TO DO
Duplicate the lines below word for word, keeping every one in its original order.

Source records:
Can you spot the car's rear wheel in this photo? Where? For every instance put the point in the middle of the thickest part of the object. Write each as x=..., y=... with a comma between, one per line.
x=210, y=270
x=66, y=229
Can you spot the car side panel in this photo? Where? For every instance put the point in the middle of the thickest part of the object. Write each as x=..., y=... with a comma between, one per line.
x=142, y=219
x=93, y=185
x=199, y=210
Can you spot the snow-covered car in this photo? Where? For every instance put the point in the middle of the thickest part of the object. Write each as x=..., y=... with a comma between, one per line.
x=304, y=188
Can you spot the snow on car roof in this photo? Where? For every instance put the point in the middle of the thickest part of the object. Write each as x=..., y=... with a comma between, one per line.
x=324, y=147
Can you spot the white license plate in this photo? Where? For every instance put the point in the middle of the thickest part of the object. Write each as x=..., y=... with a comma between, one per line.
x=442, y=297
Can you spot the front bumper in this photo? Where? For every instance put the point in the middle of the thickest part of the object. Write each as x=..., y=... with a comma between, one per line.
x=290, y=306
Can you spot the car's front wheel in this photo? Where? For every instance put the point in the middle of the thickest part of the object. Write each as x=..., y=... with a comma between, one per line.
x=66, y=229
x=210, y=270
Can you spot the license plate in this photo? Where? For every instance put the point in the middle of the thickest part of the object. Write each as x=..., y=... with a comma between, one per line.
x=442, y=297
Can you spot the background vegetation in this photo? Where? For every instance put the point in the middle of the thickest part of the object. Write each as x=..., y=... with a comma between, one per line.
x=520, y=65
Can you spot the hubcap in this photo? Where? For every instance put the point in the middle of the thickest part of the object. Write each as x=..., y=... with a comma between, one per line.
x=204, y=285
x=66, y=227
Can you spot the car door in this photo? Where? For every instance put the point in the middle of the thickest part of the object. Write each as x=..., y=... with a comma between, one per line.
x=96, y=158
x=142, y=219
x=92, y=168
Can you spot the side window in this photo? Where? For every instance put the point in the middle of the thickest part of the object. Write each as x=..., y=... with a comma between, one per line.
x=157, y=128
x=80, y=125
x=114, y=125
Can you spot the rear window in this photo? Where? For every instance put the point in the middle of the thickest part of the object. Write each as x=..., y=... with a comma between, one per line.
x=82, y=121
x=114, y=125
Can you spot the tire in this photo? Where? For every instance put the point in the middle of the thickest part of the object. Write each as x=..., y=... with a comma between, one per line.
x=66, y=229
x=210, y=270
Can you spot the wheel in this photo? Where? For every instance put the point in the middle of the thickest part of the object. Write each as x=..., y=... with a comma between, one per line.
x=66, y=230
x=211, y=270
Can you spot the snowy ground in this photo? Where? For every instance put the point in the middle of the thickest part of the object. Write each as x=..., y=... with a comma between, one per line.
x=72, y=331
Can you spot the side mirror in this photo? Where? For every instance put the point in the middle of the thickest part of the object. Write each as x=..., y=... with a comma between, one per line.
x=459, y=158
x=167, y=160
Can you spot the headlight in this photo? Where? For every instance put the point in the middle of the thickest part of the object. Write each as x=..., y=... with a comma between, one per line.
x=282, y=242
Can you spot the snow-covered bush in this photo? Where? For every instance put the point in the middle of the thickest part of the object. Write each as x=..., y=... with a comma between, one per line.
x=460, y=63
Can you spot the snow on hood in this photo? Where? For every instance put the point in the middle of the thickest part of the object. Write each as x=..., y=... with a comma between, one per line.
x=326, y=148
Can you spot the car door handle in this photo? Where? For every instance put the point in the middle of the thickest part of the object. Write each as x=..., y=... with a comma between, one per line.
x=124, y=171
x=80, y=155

EXERCISE OUTPUT
Can you spot the car's rear wheel in this photo? Where? For every instance put the point in the middle of the thickest part of the object. Write each as x=..., y=... with a comma between, one per line.
x=210, y=270
x=66, y=229
Can you spot the car side panel in this photo? Where? For every instance put the point in the middle of the thickest part of the object. Write each as x=..., y=... with a comma between, one per line.
x=142, y=219
x=93, y=185
x=199, y=210
Can you spot the snow-covered car in this photo? Where? For every instance put the point in the middle of the thickest part of the object. Write each as x=..., y=... with a comma between, one per line.
x=304, y=188
Can you spot the snow on car roof in this photo? Where? For every instance put the point in the middle of the thickest part of the object. Write each as x=..., y=... with a comma between, one per line.
x=324, y=147
Can you spot the white license plate in this photo? Where? For every instance put the point in the middle of the thickest part of the object. Write each as x=..., y=... with a comma between, one per line.
x=442, y=297
Can you spot the front bumper in this photo? Where? For every instance put the point in the middle of the thickest part of the object. Write each as x=..., y=... with a comma between, one per line.
x=290, y=306
Can you spot the car's front wheel in this photo? Where? For every instance put the point in the middle of the thickest part of the object. Write each as x=..., y=... with a comma between, one per line.
x=66, y=229
x=210, y=270
Can you spot the license plate in this photo? Where? For every instance put the point in the middle of the thickest part of the object. Write each as x=..., y=... with a comma between, one per line.
x=442, y=297
Can you spot the background vegetation in this photo? Where? For every instance put the point in the middle of the thickest part of the object. Write each as x=..., y=... with a comma between, one per line.
x=520, y=65
Can you spot the hubcap in this photo? Where? For every instance put the point in the middle of the thickest part of the object. Write each as x=..., y=... with a comma between, one per line.
x=204, y=285
x=66, y=227
Can you spot the car door in this photo? Where? For every instance put the point in the middle of the thickest part of the object. Write each as x=..., y=... with a comma between, one per line.
x=96, y=158
x=142, y=219
x=92, y=168
Can you spot the side window in this photo? Where? For every instance put the point in the middle of the thickest part of the object. Write each as x=..., y=... with a comma between, one per line.
x=157, y=128
x=80, y=125
x=114, y=125
Can you spot the rear window in this photo? Where? For every instance put the point in the middle of the thickest part of the object. Write each as x=..., y=... with a comma between, one per line.
x=82, y=121
x=114, y=125
Can you spot the tire in this photo? Where? For every instance put the point in the middle of the thickest part of the object. Write each as x=..., y=... with a comma between, one per line.
x=66, y=229
x=210, y=270
Can you spot the wheel in this photo? Where? For every instance put the point in the middle of the thickest part of the object. Write each as x=..., y=... with a comma between, one per line.
x=66, y=230
x=211, y=270
Can you spot the snowy ground in this photo? Where? For every instance put the point in the middle of the thickest part of the object. Write each as x=..., y=... with a comma between, one per line.
x=72, y=331
Can you spot the side mirror in this photo? Where? For every instance put the point in the middle of the thickest part of the object. Write each as x=..., y=... with a comma between, one per line.
x=459, y=158
x=167, y=160
Can you spot the headlight in this photo? Where? For every instance put the point in the middle of the thickest part of the object. Write each as x=..., y=... with a comma between, one per line.
x=282, y=242
Can you spot the snow-covered bush in this photo? Where? For every instance put the point in the middle of the thickest part of the object. Write each as x=..., y=... with a comma between, one per line.
x=460, y=63
Can you spot the snow on hood in this photo? Where? For every instance put the point in the middle of the thickest part of the object. Write each as x=..., y=... with a comma between, one per line.
x=326, y=148
Can you spot the car door handle in this photo? Where? For every instance put the point in the middle of the thickest part of the object. Write each as x=..., y=... with a comma between, one per line.
x=124, y=171
x=80, y=155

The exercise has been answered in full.